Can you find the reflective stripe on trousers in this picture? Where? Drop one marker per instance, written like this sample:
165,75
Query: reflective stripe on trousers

- - - - - - -

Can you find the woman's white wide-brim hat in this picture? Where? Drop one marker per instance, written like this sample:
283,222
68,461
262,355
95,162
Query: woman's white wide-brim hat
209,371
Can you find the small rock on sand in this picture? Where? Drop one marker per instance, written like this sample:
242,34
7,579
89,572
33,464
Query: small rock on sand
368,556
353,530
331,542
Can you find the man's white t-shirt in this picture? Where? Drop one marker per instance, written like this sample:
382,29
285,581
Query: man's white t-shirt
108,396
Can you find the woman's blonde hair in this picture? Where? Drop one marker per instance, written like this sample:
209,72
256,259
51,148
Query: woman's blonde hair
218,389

- - - - - - -

> _WRITTEN EXERCISE_: In the records, from the line with "Can you find the reflective" through the line with "Query: reflective stripe on trousers", swap "trousers" for "pants" and leave everything else unchanged. Give back only those lines.

> _TASK RESPONSE_:
Can you find the reflective stripe on pants in this picture? Where? Drop one marker per instance, written like this sample:
165,75
Query: reflective stripe on pants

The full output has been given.